### [AIM]
Please gather every line from the rows below that contains the word "short", copying each one in full.

^^^^^^^^^^^^^^^^

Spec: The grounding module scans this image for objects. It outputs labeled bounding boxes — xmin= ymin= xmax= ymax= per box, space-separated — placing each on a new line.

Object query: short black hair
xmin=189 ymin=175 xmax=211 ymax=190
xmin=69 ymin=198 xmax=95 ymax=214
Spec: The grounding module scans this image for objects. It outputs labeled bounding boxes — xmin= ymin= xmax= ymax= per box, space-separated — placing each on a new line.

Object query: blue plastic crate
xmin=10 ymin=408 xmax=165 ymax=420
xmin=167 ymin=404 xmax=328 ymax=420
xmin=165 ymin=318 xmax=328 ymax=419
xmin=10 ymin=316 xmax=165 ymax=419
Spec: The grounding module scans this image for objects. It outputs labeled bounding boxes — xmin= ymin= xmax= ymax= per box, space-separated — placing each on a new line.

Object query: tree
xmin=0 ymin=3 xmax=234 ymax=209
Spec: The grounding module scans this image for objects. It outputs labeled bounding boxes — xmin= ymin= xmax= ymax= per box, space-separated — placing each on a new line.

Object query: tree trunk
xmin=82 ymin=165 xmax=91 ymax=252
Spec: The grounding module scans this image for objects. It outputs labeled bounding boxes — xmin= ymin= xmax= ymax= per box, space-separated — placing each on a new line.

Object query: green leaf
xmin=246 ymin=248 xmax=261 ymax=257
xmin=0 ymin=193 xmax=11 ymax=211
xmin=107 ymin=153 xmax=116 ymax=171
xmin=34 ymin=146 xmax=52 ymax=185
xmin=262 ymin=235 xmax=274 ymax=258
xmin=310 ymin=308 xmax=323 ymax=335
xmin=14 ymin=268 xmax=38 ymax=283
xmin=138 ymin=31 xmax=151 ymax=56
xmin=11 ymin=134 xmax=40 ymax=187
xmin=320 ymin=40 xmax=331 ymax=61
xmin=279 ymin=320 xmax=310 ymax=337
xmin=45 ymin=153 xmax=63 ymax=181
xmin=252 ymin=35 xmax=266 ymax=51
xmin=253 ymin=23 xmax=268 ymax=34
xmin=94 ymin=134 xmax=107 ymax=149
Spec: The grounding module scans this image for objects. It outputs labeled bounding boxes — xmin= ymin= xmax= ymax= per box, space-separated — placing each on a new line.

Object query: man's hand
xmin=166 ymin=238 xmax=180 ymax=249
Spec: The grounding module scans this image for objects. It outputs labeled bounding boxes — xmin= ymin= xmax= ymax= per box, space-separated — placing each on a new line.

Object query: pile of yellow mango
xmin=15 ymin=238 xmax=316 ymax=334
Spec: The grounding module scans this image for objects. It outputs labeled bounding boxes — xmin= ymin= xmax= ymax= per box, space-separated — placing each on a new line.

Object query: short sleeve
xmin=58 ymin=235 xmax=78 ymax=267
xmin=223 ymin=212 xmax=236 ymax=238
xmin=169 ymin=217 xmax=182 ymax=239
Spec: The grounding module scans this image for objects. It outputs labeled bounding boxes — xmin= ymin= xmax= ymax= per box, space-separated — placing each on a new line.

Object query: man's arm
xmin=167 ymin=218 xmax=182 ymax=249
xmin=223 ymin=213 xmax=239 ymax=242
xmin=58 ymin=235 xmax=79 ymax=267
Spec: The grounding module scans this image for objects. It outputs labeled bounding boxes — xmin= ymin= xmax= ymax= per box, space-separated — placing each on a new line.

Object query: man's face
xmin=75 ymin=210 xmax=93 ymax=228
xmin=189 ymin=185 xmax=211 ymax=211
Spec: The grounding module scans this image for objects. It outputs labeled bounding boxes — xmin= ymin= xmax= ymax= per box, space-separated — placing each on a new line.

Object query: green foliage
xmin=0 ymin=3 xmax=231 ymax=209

^^^^^^^^^^^^^^^^

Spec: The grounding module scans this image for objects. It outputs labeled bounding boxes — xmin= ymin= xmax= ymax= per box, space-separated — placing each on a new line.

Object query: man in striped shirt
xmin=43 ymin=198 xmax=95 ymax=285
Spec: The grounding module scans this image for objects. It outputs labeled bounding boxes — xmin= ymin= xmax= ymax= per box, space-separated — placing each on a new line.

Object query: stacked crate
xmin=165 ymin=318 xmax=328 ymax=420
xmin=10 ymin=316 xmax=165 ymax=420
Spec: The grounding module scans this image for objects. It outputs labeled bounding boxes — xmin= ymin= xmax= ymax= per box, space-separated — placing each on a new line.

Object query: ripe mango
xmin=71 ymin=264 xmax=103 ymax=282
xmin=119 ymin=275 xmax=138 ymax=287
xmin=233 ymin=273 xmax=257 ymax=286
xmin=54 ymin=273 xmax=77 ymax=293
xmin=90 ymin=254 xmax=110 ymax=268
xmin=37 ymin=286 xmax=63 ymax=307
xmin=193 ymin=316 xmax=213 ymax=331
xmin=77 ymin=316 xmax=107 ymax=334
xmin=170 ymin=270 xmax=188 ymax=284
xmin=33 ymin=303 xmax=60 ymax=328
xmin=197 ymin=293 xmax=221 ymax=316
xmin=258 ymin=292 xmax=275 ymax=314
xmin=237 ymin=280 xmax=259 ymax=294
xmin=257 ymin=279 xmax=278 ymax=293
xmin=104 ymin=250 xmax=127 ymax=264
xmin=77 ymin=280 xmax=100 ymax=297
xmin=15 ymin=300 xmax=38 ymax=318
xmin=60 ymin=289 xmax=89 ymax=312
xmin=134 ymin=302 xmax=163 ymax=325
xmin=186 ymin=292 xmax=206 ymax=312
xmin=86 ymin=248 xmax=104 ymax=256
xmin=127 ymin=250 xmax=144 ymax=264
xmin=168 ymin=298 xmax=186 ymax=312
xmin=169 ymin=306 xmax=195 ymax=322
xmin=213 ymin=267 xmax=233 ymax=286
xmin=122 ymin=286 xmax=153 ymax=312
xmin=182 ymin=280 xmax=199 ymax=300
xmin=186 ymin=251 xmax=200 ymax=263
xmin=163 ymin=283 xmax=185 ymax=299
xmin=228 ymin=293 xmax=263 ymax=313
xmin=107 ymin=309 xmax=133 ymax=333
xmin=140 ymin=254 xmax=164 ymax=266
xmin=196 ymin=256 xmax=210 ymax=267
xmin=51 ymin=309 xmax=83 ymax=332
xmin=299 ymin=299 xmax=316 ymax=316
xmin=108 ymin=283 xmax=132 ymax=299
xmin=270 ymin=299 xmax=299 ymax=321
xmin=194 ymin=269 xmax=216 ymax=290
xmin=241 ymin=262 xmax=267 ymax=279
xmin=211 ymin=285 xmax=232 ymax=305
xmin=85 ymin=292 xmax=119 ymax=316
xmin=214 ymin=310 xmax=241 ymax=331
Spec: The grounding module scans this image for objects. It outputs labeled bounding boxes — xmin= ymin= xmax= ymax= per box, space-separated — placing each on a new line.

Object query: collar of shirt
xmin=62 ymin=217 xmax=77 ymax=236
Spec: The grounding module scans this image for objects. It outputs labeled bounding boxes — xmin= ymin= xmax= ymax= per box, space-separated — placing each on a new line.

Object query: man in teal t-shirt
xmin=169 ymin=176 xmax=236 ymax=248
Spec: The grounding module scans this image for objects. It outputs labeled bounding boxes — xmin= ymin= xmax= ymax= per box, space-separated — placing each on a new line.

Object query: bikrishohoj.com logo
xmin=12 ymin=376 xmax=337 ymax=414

^^^^^^^^^^^^^^^^

### [WRITTEN REPLY]
Object query: short black hair
Object query: short sleeve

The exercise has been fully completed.